* _WHAT IS EXPECTED_
Update the material from the line containing "the woman in" through the last line, inclusive, so that "windshield sticker" becomes "windshield decal" and nothing else changes. Return only those lines.

* _RECORD EXCERPTS_
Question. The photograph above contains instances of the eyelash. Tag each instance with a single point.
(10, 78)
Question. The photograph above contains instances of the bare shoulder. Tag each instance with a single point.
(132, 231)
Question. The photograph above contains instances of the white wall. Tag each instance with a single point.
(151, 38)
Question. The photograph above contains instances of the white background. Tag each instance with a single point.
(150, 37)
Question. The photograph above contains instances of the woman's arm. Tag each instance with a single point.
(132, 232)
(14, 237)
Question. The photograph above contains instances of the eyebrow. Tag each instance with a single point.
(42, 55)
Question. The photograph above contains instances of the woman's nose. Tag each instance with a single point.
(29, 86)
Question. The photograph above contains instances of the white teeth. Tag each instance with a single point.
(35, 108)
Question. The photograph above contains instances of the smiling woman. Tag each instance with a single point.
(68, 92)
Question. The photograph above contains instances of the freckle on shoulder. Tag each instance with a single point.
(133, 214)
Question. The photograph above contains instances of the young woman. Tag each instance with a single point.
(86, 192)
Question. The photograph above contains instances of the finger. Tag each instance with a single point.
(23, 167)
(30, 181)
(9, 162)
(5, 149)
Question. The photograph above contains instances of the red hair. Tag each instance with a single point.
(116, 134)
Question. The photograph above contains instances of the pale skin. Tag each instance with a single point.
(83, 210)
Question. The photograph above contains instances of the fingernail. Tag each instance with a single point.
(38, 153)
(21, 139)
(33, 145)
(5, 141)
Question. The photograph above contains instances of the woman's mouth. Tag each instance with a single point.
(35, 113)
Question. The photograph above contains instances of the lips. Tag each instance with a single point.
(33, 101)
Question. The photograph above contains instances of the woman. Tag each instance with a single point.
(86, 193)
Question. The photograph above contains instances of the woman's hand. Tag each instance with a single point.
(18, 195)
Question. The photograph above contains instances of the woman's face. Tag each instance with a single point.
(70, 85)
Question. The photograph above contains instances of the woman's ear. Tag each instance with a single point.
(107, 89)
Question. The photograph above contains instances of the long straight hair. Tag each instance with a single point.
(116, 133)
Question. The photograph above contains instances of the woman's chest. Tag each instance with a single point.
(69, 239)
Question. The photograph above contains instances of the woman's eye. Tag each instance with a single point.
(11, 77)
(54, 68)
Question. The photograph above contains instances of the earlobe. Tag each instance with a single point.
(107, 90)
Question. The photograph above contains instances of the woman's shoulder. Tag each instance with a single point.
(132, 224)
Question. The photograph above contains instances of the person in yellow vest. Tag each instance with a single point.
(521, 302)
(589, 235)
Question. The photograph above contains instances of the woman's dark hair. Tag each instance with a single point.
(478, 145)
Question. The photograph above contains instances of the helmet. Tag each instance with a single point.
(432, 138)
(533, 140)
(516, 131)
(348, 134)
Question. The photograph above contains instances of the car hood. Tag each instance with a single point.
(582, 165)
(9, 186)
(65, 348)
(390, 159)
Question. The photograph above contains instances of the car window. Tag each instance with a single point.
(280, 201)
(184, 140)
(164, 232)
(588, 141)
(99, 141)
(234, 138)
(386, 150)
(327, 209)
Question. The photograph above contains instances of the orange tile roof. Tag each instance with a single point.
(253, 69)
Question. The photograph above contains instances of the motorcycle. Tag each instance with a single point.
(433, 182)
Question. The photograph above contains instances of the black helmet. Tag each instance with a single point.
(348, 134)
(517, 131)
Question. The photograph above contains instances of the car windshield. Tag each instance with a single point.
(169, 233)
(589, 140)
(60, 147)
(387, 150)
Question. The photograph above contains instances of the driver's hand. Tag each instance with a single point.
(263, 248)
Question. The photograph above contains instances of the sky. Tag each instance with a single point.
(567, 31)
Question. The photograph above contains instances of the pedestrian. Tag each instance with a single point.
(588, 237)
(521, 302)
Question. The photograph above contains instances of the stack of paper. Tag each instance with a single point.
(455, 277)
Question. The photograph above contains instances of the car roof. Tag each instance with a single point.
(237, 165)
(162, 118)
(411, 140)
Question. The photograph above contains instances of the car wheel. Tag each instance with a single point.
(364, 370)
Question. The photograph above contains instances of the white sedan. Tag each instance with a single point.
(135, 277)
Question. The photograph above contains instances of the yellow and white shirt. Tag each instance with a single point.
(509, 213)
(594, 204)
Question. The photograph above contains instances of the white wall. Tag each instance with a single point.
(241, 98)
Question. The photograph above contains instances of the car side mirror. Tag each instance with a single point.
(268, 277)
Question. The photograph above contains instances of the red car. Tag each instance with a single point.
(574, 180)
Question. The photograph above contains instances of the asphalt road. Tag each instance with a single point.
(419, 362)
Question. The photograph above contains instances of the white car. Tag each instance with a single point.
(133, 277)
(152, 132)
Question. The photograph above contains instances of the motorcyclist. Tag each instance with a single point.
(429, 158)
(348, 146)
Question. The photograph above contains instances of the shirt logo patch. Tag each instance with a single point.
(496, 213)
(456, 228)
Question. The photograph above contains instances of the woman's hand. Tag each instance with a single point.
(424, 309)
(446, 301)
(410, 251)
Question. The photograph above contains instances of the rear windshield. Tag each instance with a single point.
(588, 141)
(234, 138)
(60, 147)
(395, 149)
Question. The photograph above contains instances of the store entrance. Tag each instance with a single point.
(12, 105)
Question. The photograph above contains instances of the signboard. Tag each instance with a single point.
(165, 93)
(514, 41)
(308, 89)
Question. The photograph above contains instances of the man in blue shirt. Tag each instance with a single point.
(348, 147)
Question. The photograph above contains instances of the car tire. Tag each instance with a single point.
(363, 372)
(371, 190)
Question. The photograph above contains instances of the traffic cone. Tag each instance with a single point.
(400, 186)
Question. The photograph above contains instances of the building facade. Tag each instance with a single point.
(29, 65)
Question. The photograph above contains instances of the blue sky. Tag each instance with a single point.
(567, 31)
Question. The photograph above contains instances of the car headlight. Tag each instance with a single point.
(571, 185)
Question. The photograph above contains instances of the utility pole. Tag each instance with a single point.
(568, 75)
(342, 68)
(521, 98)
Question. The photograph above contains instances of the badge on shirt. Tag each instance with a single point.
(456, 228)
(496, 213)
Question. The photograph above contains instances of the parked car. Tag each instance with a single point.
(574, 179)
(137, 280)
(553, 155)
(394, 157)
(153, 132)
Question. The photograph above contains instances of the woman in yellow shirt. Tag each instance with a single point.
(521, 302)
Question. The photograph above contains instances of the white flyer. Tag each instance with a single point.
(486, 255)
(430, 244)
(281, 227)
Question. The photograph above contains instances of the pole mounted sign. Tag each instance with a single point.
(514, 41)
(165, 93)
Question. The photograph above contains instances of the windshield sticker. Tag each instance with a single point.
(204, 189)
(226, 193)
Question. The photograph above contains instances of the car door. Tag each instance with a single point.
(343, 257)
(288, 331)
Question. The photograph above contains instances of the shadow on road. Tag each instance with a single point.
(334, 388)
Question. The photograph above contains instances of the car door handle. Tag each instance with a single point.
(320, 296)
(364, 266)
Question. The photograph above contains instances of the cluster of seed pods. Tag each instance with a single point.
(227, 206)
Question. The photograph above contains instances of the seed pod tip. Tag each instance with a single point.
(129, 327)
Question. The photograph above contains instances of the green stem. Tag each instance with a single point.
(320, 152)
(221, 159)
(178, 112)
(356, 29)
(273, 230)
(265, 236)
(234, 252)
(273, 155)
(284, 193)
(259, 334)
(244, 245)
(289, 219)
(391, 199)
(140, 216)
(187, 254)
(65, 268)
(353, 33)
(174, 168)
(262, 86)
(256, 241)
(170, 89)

* _ANSWER BELOW_
Question. The photograph above contains instances of the woman in yellow shirt. Tag each instance with a single point.
(521, 302)
Question. The photograph above contains instances of the white flyer. Tag each instance with a single point.
(486, 255)
(430, 244)
(281, 227)
Question. The photograph above contains instances of the pole mounted sign. Tag each instance with a single point.
(514, 41)
(165, 93)
Question. The photograph above contains instances of the windshield decal. Tag each instance with a single point.
(204, 189)
(226, 193)
Question. The photograph above contains instances of the car door. Tag each instance with a single point.
(343, 257)
(288, 331)
Question. The photograph above contains instances of the shadow on road. Tag each instance with a single point.
(334, 388)
Question. The photograph above contains instances of the car door handle. Tag each instance with a single point.
(320, 296)
(364, 266)
Question. The photograph above contains instances of the cluster of seed pods. Tag each instance with a single point.
(227, 206)
Question. The photograph above contains instances of the seed pod tip. Tag each instance with a single point.
(129, 327)
Question. The photograph above contains instances of the green stem. Tag each instance with a single point.
(320, 152)
(221, 159)
(178, 112)
(356, 29)
(273, 230)
(265, 236)
(234, 252)
(273, 155)
(284, 193)
(259, 334)
(244, 245)
(289, 219)
(391, 199)
(140, 216)
(187, 254)
(65, 268)
(353, 33)
(174, 168)
(262, 86)
(256, 241)
(170, 89)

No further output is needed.